Task instructions. Below is a block of records. Copy every line in it that contains the word "clicks".

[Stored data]

---+---

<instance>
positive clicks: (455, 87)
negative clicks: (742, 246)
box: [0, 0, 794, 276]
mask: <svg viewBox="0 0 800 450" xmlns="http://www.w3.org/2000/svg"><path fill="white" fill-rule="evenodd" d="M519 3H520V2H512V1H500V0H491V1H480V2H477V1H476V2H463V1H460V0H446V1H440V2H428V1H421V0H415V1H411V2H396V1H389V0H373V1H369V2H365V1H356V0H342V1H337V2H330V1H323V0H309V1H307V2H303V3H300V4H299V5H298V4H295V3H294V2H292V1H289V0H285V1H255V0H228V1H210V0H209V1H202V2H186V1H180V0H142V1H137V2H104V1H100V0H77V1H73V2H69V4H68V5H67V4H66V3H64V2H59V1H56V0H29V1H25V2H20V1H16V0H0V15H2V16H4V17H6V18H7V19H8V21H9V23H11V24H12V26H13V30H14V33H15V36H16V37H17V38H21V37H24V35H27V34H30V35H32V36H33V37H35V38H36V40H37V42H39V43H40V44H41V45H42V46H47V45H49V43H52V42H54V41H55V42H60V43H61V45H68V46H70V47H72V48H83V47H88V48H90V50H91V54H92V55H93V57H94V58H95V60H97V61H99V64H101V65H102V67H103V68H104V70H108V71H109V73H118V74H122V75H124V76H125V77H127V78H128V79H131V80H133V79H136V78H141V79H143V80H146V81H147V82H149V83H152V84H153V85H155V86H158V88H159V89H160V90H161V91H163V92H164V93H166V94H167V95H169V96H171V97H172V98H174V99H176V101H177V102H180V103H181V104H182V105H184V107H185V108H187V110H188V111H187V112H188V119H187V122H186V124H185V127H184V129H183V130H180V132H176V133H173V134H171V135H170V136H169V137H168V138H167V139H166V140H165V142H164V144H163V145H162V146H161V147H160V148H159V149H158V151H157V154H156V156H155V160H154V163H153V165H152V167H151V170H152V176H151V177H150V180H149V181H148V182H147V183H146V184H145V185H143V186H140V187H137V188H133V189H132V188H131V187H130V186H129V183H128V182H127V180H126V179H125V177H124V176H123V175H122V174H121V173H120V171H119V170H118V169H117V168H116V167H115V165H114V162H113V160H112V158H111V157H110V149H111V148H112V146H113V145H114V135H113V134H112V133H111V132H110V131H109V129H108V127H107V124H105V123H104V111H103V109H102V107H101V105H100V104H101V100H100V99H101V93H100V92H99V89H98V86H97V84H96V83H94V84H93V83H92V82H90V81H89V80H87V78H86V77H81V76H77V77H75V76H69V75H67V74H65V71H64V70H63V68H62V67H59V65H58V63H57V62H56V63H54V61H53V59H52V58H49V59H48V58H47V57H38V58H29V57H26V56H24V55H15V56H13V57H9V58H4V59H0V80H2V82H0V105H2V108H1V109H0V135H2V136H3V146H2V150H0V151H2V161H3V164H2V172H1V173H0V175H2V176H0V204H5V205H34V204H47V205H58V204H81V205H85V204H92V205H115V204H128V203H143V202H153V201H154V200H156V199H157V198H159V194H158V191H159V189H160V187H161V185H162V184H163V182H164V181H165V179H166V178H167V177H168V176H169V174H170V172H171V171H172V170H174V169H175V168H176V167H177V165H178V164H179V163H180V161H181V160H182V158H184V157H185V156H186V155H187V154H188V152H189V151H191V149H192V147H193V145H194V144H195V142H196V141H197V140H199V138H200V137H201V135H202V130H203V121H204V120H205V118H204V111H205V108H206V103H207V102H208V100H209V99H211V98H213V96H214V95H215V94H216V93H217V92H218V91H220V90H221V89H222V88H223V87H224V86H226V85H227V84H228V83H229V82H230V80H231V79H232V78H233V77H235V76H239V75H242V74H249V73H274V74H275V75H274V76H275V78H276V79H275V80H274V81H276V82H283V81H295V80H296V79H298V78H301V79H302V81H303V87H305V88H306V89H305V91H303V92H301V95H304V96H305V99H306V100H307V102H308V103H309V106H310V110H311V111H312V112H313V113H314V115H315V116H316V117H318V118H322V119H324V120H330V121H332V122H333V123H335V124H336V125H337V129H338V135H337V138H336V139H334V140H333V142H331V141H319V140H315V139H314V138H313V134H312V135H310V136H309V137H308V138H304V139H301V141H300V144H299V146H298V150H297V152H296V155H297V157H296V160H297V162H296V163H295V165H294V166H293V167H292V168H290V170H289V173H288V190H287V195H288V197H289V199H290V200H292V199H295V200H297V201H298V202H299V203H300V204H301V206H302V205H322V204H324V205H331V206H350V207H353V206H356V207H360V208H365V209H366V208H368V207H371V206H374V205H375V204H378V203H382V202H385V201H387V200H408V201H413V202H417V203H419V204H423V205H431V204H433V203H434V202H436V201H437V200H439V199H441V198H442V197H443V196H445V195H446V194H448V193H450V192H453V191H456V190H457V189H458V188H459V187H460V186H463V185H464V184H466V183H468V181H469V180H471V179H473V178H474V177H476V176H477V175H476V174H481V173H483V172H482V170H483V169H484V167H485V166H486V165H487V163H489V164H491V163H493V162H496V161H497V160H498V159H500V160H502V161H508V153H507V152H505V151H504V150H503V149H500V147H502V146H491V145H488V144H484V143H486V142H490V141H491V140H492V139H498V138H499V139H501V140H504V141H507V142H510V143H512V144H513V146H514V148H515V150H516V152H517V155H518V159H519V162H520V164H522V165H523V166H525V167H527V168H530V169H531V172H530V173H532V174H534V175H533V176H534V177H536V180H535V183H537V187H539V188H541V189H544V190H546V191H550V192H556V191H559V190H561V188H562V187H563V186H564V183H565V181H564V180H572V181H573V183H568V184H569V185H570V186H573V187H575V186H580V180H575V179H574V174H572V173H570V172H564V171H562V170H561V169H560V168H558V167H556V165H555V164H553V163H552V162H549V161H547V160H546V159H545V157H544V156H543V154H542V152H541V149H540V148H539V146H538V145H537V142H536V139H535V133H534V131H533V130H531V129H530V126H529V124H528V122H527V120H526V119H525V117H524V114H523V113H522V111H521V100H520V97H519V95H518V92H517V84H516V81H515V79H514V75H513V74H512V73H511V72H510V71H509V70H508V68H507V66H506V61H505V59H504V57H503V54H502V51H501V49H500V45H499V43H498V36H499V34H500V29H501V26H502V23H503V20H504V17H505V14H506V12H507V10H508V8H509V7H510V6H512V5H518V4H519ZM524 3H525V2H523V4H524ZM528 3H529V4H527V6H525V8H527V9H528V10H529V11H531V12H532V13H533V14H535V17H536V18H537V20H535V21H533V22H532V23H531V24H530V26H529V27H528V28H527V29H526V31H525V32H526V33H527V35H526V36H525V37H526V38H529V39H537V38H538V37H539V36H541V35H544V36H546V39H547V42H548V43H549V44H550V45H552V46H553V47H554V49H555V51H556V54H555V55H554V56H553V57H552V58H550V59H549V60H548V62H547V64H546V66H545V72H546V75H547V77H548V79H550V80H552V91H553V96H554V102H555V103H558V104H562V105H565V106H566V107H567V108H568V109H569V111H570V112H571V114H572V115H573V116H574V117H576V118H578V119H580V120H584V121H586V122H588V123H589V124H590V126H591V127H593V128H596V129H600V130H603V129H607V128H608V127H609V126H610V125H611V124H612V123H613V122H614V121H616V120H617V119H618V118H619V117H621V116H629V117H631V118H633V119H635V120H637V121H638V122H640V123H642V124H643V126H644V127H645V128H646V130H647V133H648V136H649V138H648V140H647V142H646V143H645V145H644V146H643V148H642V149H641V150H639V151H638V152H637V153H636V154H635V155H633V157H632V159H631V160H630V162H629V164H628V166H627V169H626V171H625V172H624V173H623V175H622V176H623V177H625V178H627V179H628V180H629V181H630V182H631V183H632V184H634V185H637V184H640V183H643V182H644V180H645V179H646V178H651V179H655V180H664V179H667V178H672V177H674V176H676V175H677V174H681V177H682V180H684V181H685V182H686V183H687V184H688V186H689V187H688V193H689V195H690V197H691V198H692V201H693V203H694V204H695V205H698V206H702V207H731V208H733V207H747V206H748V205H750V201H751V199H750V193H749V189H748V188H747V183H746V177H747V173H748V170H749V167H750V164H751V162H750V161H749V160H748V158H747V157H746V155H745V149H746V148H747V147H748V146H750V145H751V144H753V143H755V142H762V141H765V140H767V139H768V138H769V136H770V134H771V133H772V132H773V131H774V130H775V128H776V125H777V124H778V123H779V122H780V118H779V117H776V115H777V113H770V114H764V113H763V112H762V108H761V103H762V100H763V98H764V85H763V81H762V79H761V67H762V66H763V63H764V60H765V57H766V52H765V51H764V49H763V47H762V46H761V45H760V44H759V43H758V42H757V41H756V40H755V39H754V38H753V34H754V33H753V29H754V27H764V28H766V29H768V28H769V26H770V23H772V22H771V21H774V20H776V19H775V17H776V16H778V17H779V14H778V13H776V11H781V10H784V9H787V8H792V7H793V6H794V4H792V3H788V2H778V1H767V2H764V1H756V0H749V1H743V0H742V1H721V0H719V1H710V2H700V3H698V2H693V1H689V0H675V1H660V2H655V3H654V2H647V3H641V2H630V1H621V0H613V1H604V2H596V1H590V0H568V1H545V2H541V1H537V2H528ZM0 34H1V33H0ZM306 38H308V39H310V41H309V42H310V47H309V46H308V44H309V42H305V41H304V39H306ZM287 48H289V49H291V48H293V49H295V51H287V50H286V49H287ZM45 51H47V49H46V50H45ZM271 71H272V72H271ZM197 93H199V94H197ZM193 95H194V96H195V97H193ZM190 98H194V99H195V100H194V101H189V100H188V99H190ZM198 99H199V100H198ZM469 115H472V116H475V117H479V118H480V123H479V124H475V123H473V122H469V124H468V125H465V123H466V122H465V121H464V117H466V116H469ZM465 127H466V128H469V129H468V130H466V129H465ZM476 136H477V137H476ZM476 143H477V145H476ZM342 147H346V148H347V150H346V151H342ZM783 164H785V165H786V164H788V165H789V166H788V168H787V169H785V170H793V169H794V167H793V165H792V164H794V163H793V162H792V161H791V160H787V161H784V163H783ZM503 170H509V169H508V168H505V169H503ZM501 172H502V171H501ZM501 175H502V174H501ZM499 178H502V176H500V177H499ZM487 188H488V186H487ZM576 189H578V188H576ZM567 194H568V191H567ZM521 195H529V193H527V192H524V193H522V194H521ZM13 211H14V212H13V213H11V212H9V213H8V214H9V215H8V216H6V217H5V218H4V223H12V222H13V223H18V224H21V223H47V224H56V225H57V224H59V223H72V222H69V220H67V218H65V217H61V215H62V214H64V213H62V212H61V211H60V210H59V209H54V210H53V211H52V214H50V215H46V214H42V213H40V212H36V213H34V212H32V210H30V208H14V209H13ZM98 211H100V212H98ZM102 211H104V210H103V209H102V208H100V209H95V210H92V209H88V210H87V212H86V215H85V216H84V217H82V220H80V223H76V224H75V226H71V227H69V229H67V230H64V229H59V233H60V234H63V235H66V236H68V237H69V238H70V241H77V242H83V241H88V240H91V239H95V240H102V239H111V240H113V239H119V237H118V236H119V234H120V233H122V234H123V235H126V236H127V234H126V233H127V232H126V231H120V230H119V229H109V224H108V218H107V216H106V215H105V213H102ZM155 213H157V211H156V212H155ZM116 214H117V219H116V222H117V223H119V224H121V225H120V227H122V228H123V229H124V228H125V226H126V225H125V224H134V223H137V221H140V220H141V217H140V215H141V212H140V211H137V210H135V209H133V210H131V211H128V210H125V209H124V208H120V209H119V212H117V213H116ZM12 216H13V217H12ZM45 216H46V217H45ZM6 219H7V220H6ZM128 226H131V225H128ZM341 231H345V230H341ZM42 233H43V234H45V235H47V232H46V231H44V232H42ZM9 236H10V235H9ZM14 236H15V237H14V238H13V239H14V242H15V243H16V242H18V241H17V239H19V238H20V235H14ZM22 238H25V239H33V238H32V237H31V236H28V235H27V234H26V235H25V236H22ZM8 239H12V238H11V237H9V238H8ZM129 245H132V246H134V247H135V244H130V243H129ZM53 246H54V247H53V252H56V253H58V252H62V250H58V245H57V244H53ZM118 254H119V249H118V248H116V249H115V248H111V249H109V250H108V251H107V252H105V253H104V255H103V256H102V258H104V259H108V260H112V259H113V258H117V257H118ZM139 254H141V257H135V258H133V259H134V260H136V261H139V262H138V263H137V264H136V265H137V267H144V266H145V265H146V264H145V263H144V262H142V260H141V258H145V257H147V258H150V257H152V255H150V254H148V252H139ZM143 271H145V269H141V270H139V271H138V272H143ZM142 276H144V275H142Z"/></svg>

---+---

Your solution.
positive clicks: (455, 87)
negative clicks: (742, 246)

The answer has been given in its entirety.